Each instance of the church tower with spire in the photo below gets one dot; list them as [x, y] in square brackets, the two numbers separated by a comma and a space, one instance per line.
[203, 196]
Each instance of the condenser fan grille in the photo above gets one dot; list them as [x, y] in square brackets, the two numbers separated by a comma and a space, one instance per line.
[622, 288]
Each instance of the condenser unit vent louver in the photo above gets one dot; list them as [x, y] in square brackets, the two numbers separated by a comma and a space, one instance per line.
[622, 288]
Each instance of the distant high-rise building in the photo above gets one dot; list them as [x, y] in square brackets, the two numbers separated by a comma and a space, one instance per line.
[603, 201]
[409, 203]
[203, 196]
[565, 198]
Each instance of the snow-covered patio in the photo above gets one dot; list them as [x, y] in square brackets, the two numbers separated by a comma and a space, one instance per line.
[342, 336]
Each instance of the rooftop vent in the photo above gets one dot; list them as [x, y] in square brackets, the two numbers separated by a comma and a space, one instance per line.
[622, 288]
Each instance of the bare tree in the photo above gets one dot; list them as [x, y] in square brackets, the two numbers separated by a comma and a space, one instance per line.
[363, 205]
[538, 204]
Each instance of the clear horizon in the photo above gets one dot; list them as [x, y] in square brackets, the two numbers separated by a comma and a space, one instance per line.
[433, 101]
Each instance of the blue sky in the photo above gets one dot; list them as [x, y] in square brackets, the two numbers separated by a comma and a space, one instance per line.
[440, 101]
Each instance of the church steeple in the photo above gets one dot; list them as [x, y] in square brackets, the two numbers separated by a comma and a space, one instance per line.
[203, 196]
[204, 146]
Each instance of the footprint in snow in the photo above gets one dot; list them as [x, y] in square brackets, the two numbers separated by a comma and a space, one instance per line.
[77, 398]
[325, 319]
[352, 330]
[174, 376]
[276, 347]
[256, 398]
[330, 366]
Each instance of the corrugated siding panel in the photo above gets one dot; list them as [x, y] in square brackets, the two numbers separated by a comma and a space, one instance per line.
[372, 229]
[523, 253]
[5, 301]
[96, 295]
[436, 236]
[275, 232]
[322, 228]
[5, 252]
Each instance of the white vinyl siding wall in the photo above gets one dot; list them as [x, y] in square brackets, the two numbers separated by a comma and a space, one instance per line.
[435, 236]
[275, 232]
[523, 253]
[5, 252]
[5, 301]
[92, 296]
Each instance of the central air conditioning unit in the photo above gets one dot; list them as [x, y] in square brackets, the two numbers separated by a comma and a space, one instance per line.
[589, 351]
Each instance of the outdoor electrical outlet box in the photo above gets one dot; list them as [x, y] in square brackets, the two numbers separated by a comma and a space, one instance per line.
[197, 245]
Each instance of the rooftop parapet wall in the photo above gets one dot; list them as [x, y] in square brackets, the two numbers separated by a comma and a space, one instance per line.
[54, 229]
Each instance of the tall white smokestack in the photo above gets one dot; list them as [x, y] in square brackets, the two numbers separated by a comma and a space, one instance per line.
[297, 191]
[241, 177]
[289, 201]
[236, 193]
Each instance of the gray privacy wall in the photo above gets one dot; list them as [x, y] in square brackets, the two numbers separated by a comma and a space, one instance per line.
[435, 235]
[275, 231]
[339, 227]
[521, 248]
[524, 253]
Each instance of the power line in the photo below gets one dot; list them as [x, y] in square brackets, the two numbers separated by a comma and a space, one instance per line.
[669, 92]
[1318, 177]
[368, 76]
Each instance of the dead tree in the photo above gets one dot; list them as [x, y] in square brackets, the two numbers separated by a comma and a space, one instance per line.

THE EXERCISE:
Go through the records and print each one exactly.

TASK ANSWER:
Each instance of the church tower with spire in the photo below gets one dot; list them as [x, y] in square brackets, the two numbers separated by a comma and a space, one instance per line.
[203, 196]
Each instance of the condenser fan grille in the photo above gets one dot; list them as [x, y] in square brackets, the two numbers separated by a comma and a space, one instance per line.
[622, 288]
Each instance of the condenser unit vent louver in the photo above gets one dot; list them as [x, y] in square brackets, the two numbers separated by a comma and a space, one instance per line.
[622, 288]
Each instance of the distant high-rise building in the photo above gets one dot; list them as [x, y] in square brackets, the two numbers separated by a comma and a space, one instance per line.
[603, 201]
[409, 203]
[203, 196]
[565, 198]
Each instance of the snow-covered patio in the photo above gets one dot; list them as [x, y] in square brackets, the two numbers separated by a comma and a space, one instance per line.
[342, 336]
Each instance of the rooftop vent in the photo above gets one dot; list them as [x, y] in square brackets, the two numbers separated by a comma and a space, one instance per line.
[622, 288]
Each instance of the bare tree in the photo above gets one dot; list them as [x, y] in square brackets, the two numbers separated by a comma and a space, one instance per line.
[363, 205]
[538, 204]
Each instance of the clear horizon in the photo above gets one dot; list them as [x, y] in square brackets, the two numbers separated by a comma and a space, one instance per line.
[433, 101]
Each instance of the blue sky in the photo above gets one dot; list them as [x, y] in square brackets, the two numbers separated by a comma and a space, one instance per line.
[440, 101]
Each instance of the church steeple in the photo above gets one dot; list them as [x, y] in square brackets, the two numbers separated by a comma and a space, one instance per line.
[203, 196]
[204, 146]
Each instance of the footprint in snow in the photo above gets one dot; list them as [x, y] in square brackets, the two numbers separated by a comma and a space, one instance per line.
[77, 398]
[325, 319]
[352, 330]
[174, 376]
[276, 347]
[256, 398]
[330, 366]
Each instance of the corrugated siding panel in the photo above gets one dot; list them as [x, y] in square brackets, the two numbers separated by a comma and a space, one instance per line.
[372, 229]
[523, 253]
[5, 301]
[96, 295]
[436, 236]
[275, 232]
[322, 228]
[5, 252]
Each instance of the white vinyl siding wall in the photo above gets one dot; list them as [x, y] in square brackets, the two numbers separated by a comma and a space, one instance per line.
[435, 236]
[275, 232]
[523, 253]
[5, 252]
[5, 301]
[92, 296]
Each instance of the central air conditioning unit in the photo above gets one dot; list them as [x, y] in square brackets, the two numbers separated by a comma and a space, one instance per line.
[589, 351]
Each instance of the outdoor electrical outlet box in the photo above gets one dot; list them as [x, y] in square brackets, the two numbers separated by a comma and a space, one instance per line.
[197, 245]
Each instance of the rooftop parapet wall in the photo above gets one dot; list them as [x, y] in square brackets, the two numbers separated by a comma and a space, one instance per line.
[54, 229]
Each instance of the tall white smokestack in the photo above gets one dot; list them as [x, y] in square brackets, the two numbers separated by a comma and a space, one instance per line.
[297, 191]
[241, 177]
[289, 201]
[236, 193]
Each instance of the gray privacy wall in the photo above gets one dot; list them as [x, y] in square brackets, the two numbers separated by a comma and a space, one instance per line.
[435, 235]
[275, 231]
[339, 227]
[521, 248]
[524, 253]
Each instance of the power line in the photo below gets one dot; list them as [x, y] in square brackets, the two numbers separated by a comma and a space, one instance per line.
[669, 92]
[1318, 177]
[368, 76]
Each instance of the dead tree in the photo above gets one dot; list them as [x, y] in square brackets, the two numbers separated by a comma and a space, one instance per line.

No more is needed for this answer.